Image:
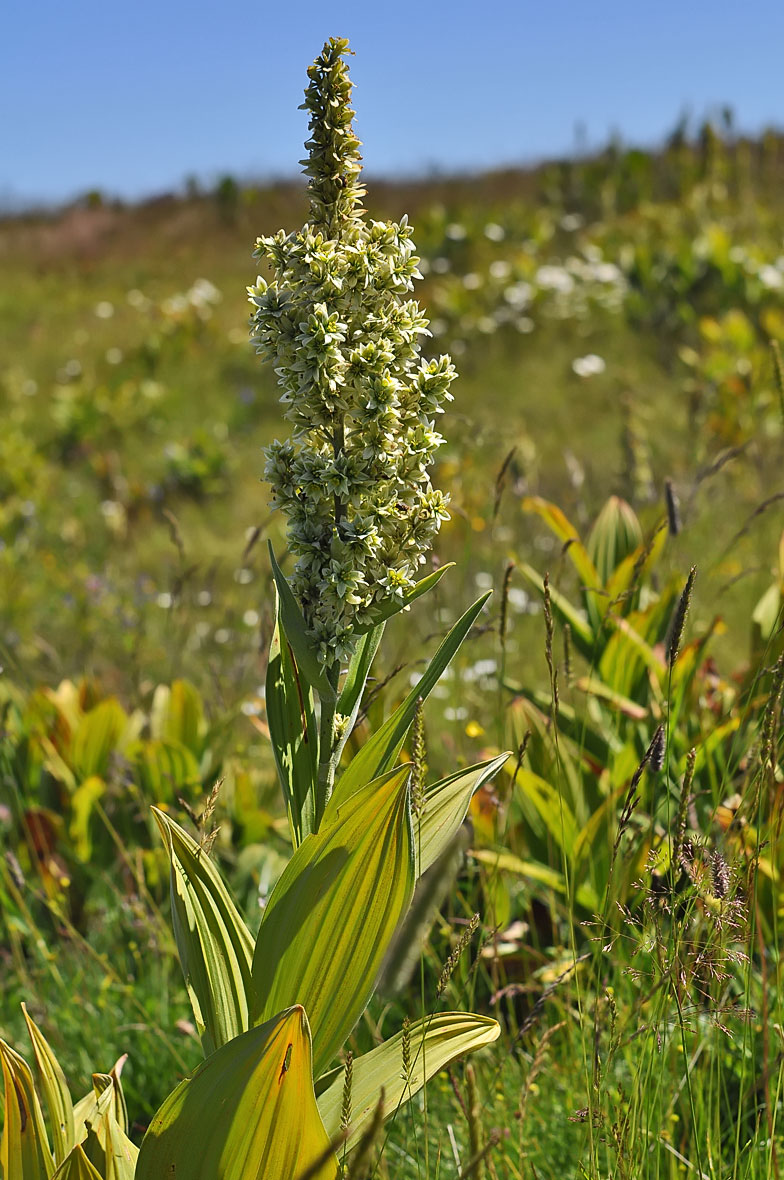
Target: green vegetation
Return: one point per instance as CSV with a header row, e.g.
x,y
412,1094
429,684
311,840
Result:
x,y
613,902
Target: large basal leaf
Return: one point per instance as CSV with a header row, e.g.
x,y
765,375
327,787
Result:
x,y
296,631
54,1090
380,753
333,912
432,1043
446,804
24,1152
248,1113
215,945
77,1167
294,734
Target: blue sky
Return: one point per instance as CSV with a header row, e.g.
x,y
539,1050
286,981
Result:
x,y
134,97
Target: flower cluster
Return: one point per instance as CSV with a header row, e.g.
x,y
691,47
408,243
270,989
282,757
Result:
x,y
345,340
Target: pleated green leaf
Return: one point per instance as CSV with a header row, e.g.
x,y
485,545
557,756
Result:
x,y
24,1152
215,945
121,1154
294,733
432,1043
359,667
394,605
296,631
54,1089
333,913
77,1167
248,1113
380,753
446,804
90,1112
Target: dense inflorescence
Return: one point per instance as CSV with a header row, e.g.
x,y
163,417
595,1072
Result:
x,y
345,340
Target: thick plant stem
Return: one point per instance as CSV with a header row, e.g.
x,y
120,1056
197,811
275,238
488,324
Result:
x,y
327,745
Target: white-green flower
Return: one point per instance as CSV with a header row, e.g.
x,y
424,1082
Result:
x,y
345,340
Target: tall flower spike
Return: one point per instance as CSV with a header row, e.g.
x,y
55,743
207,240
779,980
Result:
x,y
345,340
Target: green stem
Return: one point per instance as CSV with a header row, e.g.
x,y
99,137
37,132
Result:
x,y
328,753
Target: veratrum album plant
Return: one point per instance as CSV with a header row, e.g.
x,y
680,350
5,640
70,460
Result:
x,y
272,1099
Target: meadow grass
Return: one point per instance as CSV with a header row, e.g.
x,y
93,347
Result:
x,y
641,1017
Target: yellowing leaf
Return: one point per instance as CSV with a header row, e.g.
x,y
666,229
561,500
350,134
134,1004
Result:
x,y
77,1167
24,1152
54,1089
215,945
433,1042
566,532
248,1113
333,913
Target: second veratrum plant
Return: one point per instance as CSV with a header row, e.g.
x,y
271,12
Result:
x,y
272,1100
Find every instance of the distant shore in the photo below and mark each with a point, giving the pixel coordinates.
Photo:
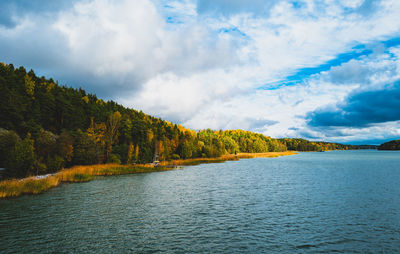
(39, 184)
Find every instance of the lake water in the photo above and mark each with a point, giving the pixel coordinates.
(340, 201)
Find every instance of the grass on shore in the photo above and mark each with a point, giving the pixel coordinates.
(227, 157)
(32, 185)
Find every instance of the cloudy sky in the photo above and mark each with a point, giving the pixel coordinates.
(322, 70)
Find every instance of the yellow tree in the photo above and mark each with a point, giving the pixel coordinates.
(111, 133)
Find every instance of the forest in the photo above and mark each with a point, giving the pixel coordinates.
(45, 127)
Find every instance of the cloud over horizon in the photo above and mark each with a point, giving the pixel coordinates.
(313, 69)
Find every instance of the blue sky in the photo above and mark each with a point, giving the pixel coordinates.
(321, 70)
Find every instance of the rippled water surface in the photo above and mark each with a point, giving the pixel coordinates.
(342, 201)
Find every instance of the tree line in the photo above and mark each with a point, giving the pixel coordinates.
(45, 127)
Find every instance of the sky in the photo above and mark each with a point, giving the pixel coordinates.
(320, 70)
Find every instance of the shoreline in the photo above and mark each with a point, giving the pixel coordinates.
(38, 184)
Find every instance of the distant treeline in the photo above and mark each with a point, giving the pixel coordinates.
(391, 145)
(45, 127)
(299, 144)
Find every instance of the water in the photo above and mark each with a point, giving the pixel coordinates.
(342, 201)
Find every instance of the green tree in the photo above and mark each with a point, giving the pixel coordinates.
(22, 158)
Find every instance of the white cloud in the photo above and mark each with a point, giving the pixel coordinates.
(202, 69)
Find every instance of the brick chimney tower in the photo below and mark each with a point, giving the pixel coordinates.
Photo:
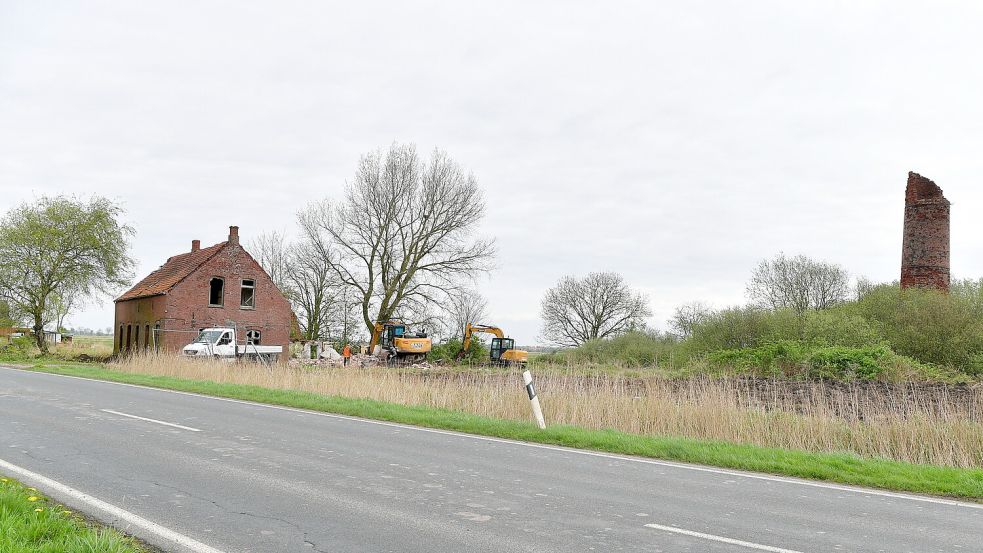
(925, 249)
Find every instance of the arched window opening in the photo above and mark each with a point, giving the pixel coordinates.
(216, 292)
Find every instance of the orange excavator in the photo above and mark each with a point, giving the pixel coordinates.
(502, 349)
(397, 344)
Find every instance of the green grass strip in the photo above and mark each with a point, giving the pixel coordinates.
(832, 467)
(31, 523)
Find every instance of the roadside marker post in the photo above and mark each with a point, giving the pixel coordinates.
(534, 399)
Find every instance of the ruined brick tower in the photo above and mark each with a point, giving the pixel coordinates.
(925, 250)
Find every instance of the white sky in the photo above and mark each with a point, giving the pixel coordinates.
(676, 143)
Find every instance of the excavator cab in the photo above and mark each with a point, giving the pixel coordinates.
(499, 346)
(502, 349)
(392, 340)
(391, 333)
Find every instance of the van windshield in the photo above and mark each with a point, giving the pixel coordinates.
(208, 337)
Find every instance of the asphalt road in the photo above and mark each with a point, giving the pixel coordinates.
(242, 477)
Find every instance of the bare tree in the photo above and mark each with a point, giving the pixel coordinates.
(403, 236)
(272, 252)
(798, 283)
(465, 306)
(313, 288)
(688, 316)
(600, 305)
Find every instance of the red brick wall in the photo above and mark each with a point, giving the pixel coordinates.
(185, 308)
(925, 247)
(142, 313)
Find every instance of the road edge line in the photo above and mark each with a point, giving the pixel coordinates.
(62, 491)
(592, 453)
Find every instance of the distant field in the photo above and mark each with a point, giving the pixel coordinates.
(96, 347)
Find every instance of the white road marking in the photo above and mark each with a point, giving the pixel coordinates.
(672, 464)
(56, 488)
(150, 420)
(721, 539)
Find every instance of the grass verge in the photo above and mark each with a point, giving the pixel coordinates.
(841, 468)
(30, 523)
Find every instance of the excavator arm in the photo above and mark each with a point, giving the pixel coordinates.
(471, 329)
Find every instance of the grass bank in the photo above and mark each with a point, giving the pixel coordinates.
(30, 523)
(965, 483)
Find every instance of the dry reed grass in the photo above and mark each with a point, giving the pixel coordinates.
(932, 425)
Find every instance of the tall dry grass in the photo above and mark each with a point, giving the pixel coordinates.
(919, 424)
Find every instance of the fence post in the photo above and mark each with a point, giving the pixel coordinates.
(534, 399)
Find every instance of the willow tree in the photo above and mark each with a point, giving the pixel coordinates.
(58, 246)
(404, 236)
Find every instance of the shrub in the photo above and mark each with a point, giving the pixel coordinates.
(933, 327)
(633, 349)
(791, 358)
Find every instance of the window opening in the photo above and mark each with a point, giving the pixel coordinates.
(216, 292)
(247, 298)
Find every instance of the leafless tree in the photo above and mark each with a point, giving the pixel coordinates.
(314, 290)
(305, 278)
(688, 316)
(600, 305)
(465, 306)
(402, 238)
(798, 283)
(272, 251)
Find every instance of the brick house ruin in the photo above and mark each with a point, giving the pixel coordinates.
(218, 286)
(925, 247)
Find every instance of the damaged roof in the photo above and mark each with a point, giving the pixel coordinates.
(175, 270)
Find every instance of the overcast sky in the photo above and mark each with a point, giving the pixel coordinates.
(677, 143)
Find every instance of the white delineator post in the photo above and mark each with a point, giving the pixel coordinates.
(534, 399)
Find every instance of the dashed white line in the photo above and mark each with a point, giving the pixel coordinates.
(67, 493)
(165, 423)
(721, 539)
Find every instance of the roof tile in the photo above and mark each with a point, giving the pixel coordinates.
(170, 273)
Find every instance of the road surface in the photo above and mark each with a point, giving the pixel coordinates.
(242, 477)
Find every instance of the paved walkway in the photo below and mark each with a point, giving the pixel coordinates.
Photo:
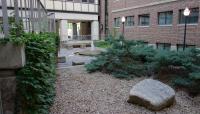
(70, 57)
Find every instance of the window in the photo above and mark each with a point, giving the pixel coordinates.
(192, 18)
(129, 21)
(84, 0)
(117, 22)
(180, 47)
(165, 18)
(164, 46)
(144, 20)
(91, 1)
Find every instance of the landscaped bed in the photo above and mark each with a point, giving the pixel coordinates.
(78, 92)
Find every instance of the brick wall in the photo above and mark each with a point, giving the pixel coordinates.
(155, 33)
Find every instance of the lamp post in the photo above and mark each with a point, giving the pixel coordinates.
(186, 13)
(123, 21)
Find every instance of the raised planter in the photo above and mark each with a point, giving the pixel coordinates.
(12, 56)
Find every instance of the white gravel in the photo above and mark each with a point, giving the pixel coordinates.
(81, 93)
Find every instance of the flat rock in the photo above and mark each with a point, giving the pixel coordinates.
(152, 94)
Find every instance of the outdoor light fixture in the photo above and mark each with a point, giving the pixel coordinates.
(123, 21)
(186, 13)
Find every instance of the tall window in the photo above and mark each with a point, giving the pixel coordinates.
(192, 18)
(163, 46)
(129, 21)
(144, 20)
(165, 18)
(84, 0)
(117, 22)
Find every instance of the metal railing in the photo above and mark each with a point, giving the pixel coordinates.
(64, 5)
(31, 13)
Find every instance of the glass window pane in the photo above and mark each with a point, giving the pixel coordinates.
(144, 20)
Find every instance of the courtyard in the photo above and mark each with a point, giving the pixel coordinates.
(78, 92)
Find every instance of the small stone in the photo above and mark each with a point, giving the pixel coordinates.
(152, 94)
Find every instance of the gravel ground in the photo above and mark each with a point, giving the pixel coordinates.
(81, 93)
(71, 57)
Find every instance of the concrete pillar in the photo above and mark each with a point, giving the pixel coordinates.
(63, 30)
(95, 30)
(74, 29)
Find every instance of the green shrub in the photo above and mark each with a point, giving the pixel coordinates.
(102, 44)
(120, 61)
(36, 81)
(127, 59)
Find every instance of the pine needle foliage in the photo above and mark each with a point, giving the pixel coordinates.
(129, 59)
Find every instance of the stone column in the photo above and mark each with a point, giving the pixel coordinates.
(95, 30)
(7, 91)
(63, 30)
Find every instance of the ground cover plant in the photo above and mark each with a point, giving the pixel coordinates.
(128, 59)
(36, 80)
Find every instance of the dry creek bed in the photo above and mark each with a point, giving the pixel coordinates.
(78, 92)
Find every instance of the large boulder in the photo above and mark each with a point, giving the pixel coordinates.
(152, 94)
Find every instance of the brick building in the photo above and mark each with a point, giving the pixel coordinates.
(159, 22)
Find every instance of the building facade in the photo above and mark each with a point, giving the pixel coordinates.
(158, 22)
(75, 19)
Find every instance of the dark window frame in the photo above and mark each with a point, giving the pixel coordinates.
(117, 22)
(191, 18)
(145, 17)
(166, 46)
(166, 14)
(130, 22)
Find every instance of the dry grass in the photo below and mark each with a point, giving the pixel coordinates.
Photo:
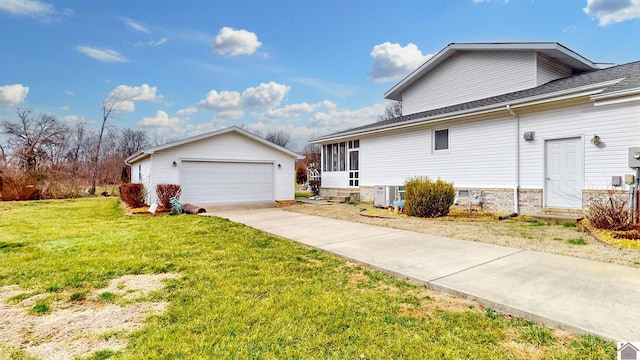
(75, 328)
(517, 232)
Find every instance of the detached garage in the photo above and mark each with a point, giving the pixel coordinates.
(222, 167)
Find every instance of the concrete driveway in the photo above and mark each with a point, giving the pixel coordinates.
(559, 291)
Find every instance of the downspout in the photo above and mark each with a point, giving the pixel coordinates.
(516, 187)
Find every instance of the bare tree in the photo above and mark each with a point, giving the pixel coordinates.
(34, 139)
(130, 141)
(109, 108)
(279, 137)
(393, 109)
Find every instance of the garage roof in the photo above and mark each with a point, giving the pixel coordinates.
(142, 154)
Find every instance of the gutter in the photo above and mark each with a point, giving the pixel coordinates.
(516, 186)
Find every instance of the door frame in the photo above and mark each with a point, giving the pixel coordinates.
(545, 191)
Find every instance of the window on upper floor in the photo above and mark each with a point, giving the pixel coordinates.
(441, 140)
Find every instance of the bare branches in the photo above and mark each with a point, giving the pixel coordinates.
(34, 139)
(392, 110)
(279, 137)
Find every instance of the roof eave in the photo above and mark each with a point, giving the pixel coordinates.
(148, 152)
(576, 60)
(588, 90)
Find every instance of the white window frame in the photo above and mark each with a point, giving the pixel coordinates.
(435, 131)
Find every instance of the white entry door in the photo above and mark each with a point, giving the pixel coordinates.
(563, 173)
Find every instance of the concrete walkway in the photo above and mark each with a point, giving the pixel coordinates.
(560, 291)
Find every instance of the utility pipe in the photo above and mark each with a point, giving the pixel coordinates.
(516, 188)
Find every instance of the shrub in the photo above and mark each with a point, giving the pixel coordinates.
(610, 213)
(132, 194)
(166, 192)
(426, 198)
(301, 174)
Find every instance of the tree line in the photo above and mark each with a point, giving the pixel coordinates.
(42, 157)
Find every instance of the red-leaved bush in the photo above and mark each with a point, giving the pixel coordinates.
(610, 213)
(166, 192)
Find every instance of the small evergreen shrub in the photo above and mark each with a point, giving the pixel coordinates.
(427, 198)
(132, 194)
(166, 192)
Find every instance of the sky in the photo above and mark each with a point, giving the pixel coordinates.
(307, 68)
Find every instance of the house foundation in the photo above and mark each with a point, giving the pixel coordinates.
(500, 200)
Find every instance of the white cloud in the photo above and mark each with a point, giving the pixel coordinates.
(104, 55)
(228, 115)
(264, 95)
(393, 62)
(235, 42)
(125, 96)
(296, 110)
(11, 95)
(161, 119)
(221, 101)
(73, 120)
(267, 95)
(613, 11)
(327, 87)
(151, 43)
(135, 25)
(32, 8)
(481, 1)
(342, 119)
(187, 111)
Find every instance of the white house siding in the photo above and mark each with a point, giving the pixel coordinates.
(549, 70)
(480, 155)
(617, 125)
(468, 76)
(225, 147)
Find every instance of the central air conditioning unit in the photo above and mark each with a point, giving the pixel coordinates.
(386, 194)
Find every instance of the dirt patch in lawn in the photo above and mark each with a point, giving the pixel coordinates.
(516, 232)
(76, 324)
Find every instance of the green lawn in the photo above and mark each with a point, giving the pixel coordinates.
(245, 294)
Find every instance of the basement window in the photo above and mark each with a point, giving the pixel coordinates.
(441, 140)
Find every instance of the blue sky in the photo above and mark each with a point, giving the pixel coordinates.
(307, 68)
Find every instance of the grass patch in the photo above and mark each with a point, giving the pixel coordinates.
(108, 296)
(247, 294)
(577, 241)
(303, 193)
(41, 307)
(78, 296)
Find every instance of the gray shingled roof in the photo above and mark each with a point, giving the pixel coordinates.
(630, 73)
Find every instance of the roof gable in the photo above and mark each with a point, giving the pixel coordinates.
(551, 50)
(233, 129)
(618, 80)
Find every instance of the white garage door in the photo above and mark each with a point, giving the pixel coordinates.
(211, 182)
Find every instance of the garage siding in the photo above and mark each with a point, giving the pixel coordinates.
(214, 182)
(229, 147)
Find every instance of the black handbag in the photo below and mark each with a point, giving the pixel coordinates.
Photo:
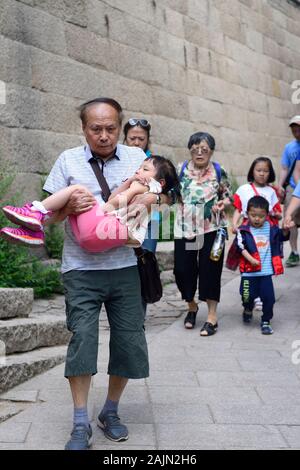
(151, 287)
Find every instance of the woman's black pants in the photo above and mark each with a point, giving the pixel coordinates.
(191, 265)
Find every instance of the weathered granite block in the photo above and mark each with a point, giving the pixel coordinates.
(15, 302)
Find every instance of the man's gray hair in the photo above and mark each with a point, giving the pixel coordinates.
(113, 103)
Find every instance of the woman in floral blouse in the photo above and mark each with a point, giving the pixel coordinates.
(206, 191)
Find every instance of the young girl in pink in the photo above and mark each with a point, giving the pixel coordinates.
(102, 227)
(260, 175)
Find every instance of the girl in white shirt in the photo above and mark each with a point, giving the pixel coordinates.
(260, 175)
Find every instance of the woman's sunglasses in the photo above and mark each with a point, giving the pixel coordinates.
(139, 122)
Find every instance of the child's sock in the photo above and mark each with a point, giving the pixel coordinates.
(109, 405)
(81, 416)
(38, 206)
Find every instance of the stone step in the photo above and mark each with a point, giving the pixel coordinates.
(37, 331)
(15, 302)
(17, 368)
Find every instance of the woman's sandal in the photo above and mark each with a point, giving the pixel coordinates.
(209, 328)
(190, 320)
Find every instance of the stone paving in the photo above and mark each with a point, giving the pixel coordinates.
(235, 390)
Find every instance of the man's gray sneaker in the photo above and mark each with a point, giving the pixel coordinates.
(112, 427)
(81, 438)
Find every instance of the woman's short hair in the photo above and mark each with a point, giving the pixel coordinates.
(272, 176)
(196, 138)
(137, 123)
(83, 108)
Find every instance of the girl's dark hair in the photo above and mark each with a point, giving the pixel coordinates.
(196, 138)
(113, 103)
(272, 176)
(166, 170)
(258, 202)
(128, 126)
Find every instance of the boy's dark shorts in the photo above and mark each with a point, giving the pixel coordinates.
(119, 289)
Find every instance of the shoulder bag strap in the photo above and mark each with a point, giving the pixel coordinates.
(106, 192)
(291, 171)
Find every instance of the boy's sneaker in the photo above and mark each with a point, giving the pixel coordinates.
(247, 316)
(293, 260)
(81, 438)
(112, 427)
(25, 216)
(23, 236)
(266, 328)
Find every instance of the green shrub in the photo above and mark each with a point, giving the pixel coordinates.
(19, 268)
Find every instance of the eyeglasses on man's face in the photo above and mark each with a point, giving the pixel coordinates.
(139, 122)
(202, 150)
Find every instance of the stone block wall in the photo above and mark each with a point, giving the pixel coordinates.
(222, 66)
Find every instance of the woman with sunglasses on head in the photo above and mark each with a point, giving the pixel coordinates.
(137, 134)
(206, 191)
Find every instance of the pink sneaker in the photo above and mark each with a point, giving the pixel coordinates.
(23, 236)
(25, 216)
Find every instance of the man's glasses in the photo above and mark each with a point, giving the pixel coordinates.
(139, 122)
(196, 150)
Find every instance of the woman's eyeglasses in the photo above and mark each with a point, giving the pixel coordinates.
(139, 122)
(196, 150)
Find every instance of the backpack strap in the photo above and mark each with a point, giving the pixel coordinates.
(217, 167)
(184, 165)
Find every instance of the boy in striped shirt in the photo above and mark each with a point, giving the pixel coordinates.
(259, 244)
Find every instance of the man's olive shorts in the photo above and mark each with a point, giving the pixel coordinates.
(119, 289)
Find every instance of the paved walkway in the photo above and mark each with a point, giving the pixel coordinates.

-- Task prompt --
Look over the entries above. Copy every line that contains the word "stem".

-- Response --
Target: thick plant stem
Target: green stem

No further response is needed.